(Stored data)
"""

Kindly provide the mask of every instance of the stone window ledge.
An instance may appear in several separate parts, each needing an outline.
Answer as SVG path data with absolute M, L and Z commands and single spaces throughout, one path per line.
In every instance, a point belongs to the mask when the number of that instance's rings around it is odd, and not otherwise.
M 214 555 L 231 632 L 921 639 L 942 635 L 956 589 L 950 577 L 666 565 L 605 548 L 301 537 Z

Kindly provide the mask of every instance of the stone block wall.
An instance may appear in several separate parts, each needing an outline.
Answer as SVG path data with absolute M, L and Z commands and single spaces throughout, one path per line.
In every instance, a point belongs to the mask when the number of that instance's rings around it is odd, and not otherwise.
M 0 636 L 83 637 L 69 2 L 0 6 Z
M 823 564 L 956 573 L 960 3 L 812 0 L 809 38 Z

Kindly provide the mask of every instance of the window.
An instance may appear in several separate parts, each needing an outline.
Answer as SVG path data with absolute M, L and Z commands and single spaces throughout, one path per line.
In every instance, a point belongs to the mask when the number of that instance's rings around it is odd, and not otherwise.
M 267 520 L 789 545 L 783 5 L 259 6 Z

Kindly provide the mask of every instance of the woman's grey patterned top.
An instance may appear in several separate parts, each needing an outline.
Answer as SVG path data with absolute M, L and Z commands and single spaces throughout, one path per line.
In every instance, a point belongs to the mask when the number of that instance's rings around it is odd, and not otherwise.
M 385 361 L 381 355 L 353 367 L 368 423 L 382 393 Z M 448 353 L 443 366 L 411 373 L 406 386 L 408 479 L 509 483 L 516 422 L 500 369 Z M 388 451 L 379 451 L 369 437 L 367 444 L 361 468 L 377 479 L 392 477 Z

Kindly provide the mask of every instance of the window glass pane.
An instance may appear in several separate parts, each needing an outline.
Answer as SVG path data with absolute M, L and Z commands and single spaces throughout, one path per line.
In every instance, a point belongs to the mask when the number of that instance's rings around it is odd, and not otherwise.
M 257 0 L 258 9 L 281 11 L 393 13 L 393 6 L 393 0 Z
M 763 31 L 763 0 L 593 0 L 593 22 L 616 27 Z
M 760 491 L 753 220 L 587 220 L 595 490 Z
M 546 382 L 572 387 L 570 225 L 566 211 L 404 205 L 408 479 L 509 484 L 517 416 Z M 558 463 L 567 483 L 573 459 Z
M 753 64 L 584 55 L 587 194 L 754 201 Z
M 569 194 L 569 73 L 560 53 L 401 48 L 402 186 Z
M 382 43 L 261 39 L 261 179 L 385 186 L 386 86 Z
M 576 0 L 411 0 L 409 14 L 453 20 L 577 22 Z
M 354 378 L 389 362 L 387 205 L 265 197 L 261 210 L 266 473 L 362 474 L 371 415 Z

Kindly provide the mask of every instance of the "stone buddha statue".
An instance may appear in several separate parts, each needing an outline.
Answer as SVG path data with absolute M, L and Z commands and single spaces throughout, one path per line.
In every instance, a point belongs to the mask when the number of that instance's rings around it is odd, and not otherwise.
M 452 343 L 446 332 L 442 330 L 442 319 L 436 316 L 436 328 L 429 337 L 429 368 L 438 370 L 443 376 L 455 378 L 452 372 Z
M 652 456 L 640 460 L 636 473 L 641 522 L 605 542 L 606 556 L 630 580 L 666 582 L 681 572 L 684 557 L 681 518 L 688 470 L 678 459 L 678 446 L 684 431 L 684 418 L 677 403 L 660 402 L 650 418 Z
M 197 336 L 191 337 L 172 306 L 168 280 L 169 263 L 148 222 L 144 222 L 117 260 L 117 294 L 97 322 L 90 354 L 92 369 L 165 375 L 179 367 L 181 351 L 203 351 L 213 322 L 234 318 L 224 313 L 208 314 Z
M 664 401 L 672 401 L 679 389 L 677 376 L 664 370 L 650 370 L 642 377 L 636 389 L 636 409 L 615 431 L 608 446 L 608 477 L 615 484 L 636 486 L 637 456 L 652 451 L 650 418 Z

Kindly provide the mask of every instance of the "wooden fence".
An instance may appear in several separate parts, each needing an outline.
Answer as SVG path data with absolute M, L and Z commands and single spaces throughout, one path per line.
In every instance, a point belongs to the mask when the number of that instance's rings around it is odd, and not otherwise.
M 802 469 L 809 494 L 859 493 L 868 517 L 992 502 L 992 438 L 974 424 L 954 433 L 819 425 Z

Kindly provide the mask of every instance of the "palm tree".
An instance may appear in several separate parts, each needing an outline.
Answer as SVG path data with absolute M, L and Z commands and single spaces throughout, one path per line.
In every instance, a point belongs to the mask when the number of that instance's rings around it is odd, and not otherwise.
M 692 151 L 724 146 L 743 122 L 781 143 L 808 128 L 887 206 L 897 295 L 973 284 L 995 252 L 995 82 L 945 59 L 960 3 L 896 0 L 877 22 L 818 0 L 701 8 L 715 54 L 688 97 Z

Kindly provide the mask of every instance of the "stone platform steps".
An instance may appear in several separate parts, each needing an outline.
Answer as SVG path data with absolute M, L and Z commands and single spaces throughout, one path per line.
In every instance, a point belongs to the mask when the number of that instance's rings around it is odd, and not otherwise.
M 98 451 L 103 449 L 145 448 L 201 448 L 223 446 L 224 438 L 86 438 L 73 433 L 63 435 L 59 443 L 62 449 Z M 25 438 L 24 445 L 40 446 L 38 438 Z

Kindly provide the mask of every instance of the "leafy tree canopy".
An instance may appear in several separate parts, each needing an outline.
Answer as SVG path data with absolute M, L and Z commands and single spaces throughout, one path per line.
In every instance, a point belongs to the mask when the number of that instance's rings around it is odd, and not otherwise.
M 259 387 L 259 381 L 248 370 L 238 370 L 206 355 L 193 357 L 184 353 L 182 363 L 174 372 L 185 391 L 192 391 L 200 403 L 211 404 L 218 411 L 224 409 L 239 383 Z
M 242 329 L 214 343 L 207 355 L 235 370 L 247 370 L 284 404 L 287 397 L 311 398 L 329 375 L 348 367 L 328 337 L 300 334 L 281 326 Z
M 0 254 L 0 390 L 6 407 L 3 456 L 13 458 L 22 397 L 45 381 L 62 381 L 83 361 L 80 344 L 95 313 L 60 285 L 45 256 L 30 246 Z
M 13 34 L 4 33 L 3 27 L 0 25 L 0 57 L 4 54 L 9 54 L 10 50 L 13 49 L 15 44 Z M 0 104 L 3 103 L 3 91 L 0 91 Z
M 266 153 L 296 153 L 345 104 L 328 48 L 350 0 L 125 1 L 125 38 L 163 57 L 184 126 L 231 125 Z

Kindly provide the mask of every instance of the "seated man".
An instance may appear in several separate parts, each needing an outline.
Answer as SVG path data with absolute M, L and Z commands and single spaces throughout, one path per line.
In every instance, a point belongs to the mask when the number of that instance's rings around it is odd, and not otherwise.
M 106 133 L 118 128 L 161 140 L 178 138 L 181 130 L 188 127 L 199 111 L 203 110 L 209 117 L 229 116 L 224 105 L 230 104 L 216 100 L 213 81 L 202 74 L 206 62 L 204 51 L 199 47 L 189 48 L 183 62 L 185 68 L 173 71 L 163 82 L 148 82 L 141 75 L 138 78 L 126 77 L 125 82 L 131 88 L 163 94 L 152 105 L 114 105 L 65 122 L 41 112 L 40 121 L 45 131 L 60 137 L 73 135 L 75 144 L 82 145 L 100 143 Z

"""

→ WRITTEN PROBLEM
In the entries above, change every "Kindly provide" to "Please supply" and write all the lines out again, leaving everything else as it stands.

→ RESULT
Please supply the mask of every instance of the stone window ledge.
An instance may appear in several separate parts, each needing an outline.
Answer as SVG path data with absolute M, L and Z commands and single spaces throughout, one path per line.
In every instance, a point belongs to the mask when the number of that instance's rings around it is odd, and not otherwise.
M 214 555 L 231 632 L 921 639 L 942 635 L 956 589 L 950 577 L 666 565 L 605 548 L 301 537 Z

Please supply the mask of every instance of the stone block wall.
An instance may appear in several separate parts, each needing an outline.
Answer as SVG path data with absolute M, L and Z commands and single spaces throughout, one path per line.
In every instance, a point belongs to the mask when the number of that instance's rings around it is odd, and not otherwise.
M 0 636 L 83 637 L 69 2 L 0 6 Z
M 823 564 L 956 573 L 960 3 L 812 0 L 809 38 Z

Please supply the mask of every instance of the window.
An instance may appear in several separate parts, each needing an outline.
Answer as SVG path data with absolute M, L and Z commands and single spaces throughout, one path per line.
In every instance, a point belongs to the mask when the number of that instance's rings around it is odd, and not otherwise.
M 267 520 L 789 545 L 783 5 L 259 6 Z

Please supply the mask of every instance of the woman's grey patterned top.
An instance may appear in several separate parts, each needing an outline.
Answer as SVG path data with absolute M, L and Z commands and single spaces throughout, one path per line.
In every instance, a point belongs to the mask when the number of that instance's rings around it is odd, and not otherwise.
M 385 361 L 381 355 L 353 367 L 368 423 L 382 393 Z M 448 353 L 443 366 L 411 373 L 406 386 L 408 479 L 509 483 L 516 422 L 500 369 Z M 388 451 L 379 451 L 369 437 L 367 444 L 361 468 L 377 479 L 392 477 Z

Please supply the mask of every instance of the window glass pane.
An instance may appear in several separate parts, each needing an outline.
Answer as SVG path data with absolute M, L and Z commands and single spaces throughout, one path per line.
In every instance, a point belongs to the mask when the number of that instance's rings around it is odd, and not otherwise.
M 257 0 L 258 9 L 281 11 L 393 13 L 393 6 L 393 0 Z
M 763 31 L 763 0 L 593 0 L 593 22 L 616 27 Z
M 760 491 L 753 220 L 587 220 L 595 490 Z
M 546 382 L 572 387 L 570 225 L 566 211 L 404 205 L 408 479 L 509 484 L 517 416 Z M 558 463 L 567 483 L 573 459 Z
M 753 64 L 584 55 L 587 194 L 754 201 Z
M 569 194 L 569 73 L 560 53 L 401 48 L 402 186 Z
M 382 43 L 261 39 L 261 179 L 385 186 L 386 86 Z
M 576 0 L 411 0 L 409 14 L 453 20 L 577 22 Z
M 354 378 L 389 362 L 387 205 L 265 197 L 261 210 L 266 473 L 362 474 L 371 415 Z

Please supply the mask of every instance of the "stone buddha statue".
An instance may appear in several separate parts, each needing an outline.
Answer as SVG path data with absolute M, L and Z commands and single spaces throughout, one path per line.
In every instance, a point belongs to the mask when the number of that instance's rings around it is odd, and not otherwise.
M 452 343 L 446 332 L 442 330 L 442 319 L 436 316 L 436 328 L 429 337 L 429 368 L 438 370 L 443 376 L 455 378 L 452 372 Z
M 652 456 L 640 460 L 636 473 L 641 522 L 605 542 L 606 556 L 630 580 L 666 582 L 681 572 L 684 557 L 681 518 L 688 470 L 678 459 L 678 446 L 684 431 L 684 418 L 677 403 L 660 402 L 650 418 Z
M 197 336 L 191 337 L 172 306 L 168 280 L 169 263 L 148 222 L 144 222 L 117 260 L 117 294 L 97 322 L 90 354 L 92 369 L 165 375 L 179 367 L 181 351 L 203 351 L 213 322 L 234 318 L 224 313 L 208 314 Z
M 664 401 L 672 401 L 679 389 L 677 376 L 664 370 L 650 370 L 642 377 L 636 389 L 636 409 L 615 431 L 608 446 L 608 477 L 615 484 L 636 486 L 637 456 L 652 451 L 650 418 Z

Please supply the mask of every instance of the "wooden fence".
An instance may appear in several separate parts, each needing an outline.
Answer as SVG path data with absolute M, L and Z commands and single spaces throughout, one path per line.
In every instance, a point belongs to the mask when the number of that instance's rings around it is odd, and not otherwise.
M 802 469 L 809 494 L 859 493 L 868 517 L 992 502 L 992 438 L 974 424 L 954 433 L 819 425 Z

Please supply the mask of every instance of the "palm tree".
An instance may appear in several separate parts, each needing an outline.
Answer as SVG path data with absolute M, L and Z commands and single spaces throughout, one path per line.
In every instance, a point belongs to the mask when the number of that instance's rings around it is odd, and not otherwise.
M 692 151 L 724 146 L 743 122 L 781 143 L 808 128 L 887 206 L 897 295 L 973 284 L 995 252 L 995 82 L 945 59 L 960 3 L 896 0 L 877 22 L 818 0 L 701 8 L 715 54 L 688 97 Z

Please supply the mask of every instance of the "stone platform steps".
An instance may appear in several separate parts, each needing an outline.
Answer as SVG path data with absolute M, L and Z commands and single spaces throughout, one path per line.
In every instance, a point belongs to the mask when the number of that instance's rings around it is odd, and not otherwise.
M 98 451 L 103 449 L 145 448 L 201 448 L 223 446 L 224 438 L 86 438 L 73 433 L 63 435 L 59 443 L 62 449 Z M 25 438 L 24 445 L 40 446 L 38 438 Z

Please supply the mask of every instance of the "leafy tree canopy".
An instance may appear in several separate parts, each needing an outline.
Answer as SVG path data with absolute M, L and Z commands and single spaces throughout, one path per line.
In every instance, a point belongs to the mask when the number of that instance's rings around it is odd, and not otherwise.
M 259 387 L 259 381 L 248 370 L 238 370 L 206 355 L 193 357 L 184 353 L 182 363 L 174 372 L 185 391 L 192 391 L 200 403 L 211 404 L 218 411 L 224 409 L 239 383 Z
M 242 329 L 214 343 L 207 355 L 235 370 L 247 370 L 284 404 L 287 397 L 311 398 L 329 375 L 348 367 L 328 337 L 300 334 L 281 326 Z
M 0 254 L 0 390 L 6 407 L 3 456 L 13 458 L 22 397 L 45 381 L 62 381 L 83 361 L 80 344 L 95 313 L 60 285 L 45 256 L 30 246 Z
M 13 34 L 4 33 L 3 27 L 0 25 L 0 57 L 4 54 L 9 54 L 10 50 L 13 49 L 15 44 Z M 0 104 L 3 103 L 3 91 L 0 91 Z
M 266 153 L 296 153 L 345 104 L 328 48 L 350 0 L 125 1 L 125 38 L 163 57 L 184 126 L 231 125 Z

Please supply the mask of every instance of the "seated man".
An instance may appear in several separate parts, each needing an outline.
Answer as SVG path data with absolute M, L and Z commands and single spaces throughout, one path per line.
In every instance, a point belongs to the mask when the number of that instance's rings around it is odd, and not otherwise.
M 106 133 L 118 128 L 161 140 L 178 138 L 181 130 L 188 127 L 199 111 L 203 110 L 209 117 L 229 116 L 224 105 L 230 104 L 216 100 L 213 81 L 202 74 L 206 62 L 204 51 L 199 47 L 189 48 L 183 62 L 185 68 L 173 71 L 163 82 L 148 82 L 141 75 L 138 78 L 126 77 L 125 82 L 131 88 L 163 94 L 152 105 L 114 105 L 65 122 L 41 112 L 40 121 L 45 131 L 60 137 L 73 135 L 75 144 L 82 145 L 100 143 Z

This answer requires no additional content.